**EXERCISE INSTRUCTIONS:** Reproduce all the data below, changing every "rough mask" to "coarse mask" and leaving everything else unchanged.

(Saved data entries)

□ □ □ □

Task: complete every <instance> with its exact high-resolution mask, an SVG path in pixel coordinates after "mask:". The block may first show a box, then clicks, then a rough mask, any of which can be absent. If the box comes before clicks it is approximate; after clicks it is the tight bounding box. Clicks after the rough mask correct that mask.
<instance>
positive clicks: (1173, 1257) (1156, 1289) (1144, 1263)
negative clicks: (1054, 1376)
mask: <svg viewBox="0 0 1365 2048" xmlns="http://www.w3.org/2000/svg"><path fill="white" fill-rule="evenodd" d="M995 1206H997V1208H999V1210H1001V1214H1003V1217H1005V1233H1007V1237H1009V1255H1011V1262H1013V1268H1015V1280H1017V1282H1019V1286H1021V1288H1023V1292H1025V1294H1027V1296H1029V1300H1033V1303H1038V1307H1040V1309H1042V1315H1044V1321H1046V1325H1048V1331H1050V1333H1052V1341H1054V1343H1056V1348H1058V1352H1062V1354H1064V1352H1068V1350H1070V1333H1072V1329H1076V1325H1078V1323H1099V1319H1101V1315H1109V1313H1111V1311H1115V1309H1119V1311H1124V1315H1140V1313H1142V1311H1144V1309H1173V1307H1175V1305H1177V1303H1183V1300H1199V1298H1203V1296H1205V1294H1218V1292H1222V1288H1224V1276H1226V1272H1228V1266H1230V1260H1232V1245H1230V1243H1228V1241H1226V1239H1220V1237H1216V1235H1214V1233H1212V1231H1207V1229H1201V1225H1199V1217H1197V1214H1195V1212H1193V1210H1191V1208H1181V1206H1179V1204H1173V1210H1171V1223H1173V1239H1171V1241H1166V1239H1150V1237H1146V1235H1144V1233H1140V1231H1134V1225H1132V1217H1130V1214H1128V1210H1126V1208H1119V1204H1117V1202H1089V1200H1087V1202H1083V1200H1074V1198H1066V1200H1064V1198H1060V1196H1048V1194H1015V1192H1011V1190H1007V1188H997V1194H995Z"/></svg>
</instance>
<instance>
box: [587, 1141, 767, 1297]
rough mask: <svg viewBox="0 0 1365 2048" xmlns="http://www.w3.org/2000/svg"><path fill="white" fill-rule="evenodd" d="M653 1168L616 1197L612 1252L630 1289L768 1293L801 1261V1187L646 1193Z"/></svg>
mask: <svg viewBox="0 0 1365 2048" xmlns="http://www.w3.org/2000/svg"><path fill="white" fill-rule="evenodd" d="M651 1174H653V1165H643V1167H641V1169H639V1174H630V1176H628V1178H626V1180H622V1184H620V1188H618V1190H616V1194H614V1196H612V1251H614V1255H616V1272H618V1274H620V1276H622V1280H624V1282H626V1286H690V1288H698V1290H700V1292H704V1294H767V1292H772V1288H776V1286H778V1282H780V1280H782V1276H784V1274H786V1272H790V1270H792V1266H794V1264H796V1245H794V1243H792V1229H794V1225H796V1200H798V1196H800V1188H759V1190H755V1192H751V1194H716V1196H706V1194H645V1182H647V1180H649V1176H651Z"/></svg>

□ □ □ □

**YOUR RESPONSE:**
Task: complete every <instance> with its exact high-resolution mask, an SVG path in pixel coordinates after "mask:". The block may first show a box, then clicks, then a coarse mask, any of which can be absent. If the box comes before clicks it is approximate; after clicks it is the tight bounding box. Clicks after the coarse mask correct that mask.
<instance>
positive clicks: (1173, 1257) (1156, 1289) (1144, 1263)
negative clicks: (1054, 1376)
mask: <svg viewBox="0 0 1365 2048" xmlns="http://www.w3.org/2000/svg"><path fill="white" fill-rule="evenodd" d="M995 1206H997V1208H999V1210H1001V1214H1003V1217H1005V1233H1007V1237H1009V1255H1011V1262H1013V1268H1015V1280H1017V1282H1019V1286H1021V1288H1023V1292H1025V1294H1027V1296H1029V1300H1033V1303H1038V1307H1040V1309H1042V1315H1044V1321H1046V1325H1048V1331H1050V1333H1052V1341H1054V1343H1056V1348H1058V1352H1062V1354H1064V1352H1068V1350H1070V1333H1072V1329H1076V1325H1078V1323H1099V1319H1101V1315H1109V1313H1111V1311H1115V1309H1119V1311H1124V1315H1140V1313H1142V1311H1144V1309H1173V1307H1175V1305H1177V1303H1183V1300H1199V1298H1203V1296H1205V1294H1218V1292H1222V1288H1224V1276H1226V1272H1228V1266H1230V1260H1232V1245H1230V1243H1228V1241H1226V1239H1220V1237H1216V1235H1214V1233H1212V1231H1207V1229H1201V1225H1199V1217H1197V1214H1195V1212H1193V1210H1191V1208H1181V1206H1179V1204H1173V1210H1171V1223H1173V1239H1171V1241H1166V1239H1150V1237H1146V1235H1144V1233H1140V1231H1134V1225H1132V1217H1130V1214H1128V1210H1126V1208H1119V1204H1117V1202H1089V1200H1087V1202H1083V1200H1074V1198H1066V1200H1064V1198H1060V1196H1048V1194H1015V1192H1011V1190H1007V1188H997V1194H995Z"/></svg>
</instance>
<instance>
box: [587, 1141, 767, 1297]
coarse mask: <svg viewBox="0 0 1365 2048" xmlns="http://www.w3.org/2000/svg"><path fill="white" fill-rule="evenodd" d="M653 1168L616 1197L612 1252L630 1289L768 1293L801 1261V1187L646 1193Z"/></svg>
mask: <svg viewBox="0 0 1365 2048" xmlns="http://www.w3.org/2000/svg"><path fill="white" fill-rule="evenodd" d="M651 1174H653V1165H643V1167H641V1169H639V1174H630V1176H628V1178H626V1180H622V1184H620V1188H618V1190H616V1194H614V1196H612V1251H614V1255H616V1272H618V1274H620V1276H622V1280H624V1282H626V1286H690V1288H698V1290H700V1292H704V1294H767V1292H772V1288H776V1286H778V1282H780V1280H782V1276H784V1274H786V1272H790V1270H792V1266H794V1264H796V1245H794V1243H792V1229H794V1225H796V1200H798V1196H800V1188H759V1190H755V1192H751V1194H716V1196H706V1194H645V1182H647V1180H649V1176H651Z"/></svg>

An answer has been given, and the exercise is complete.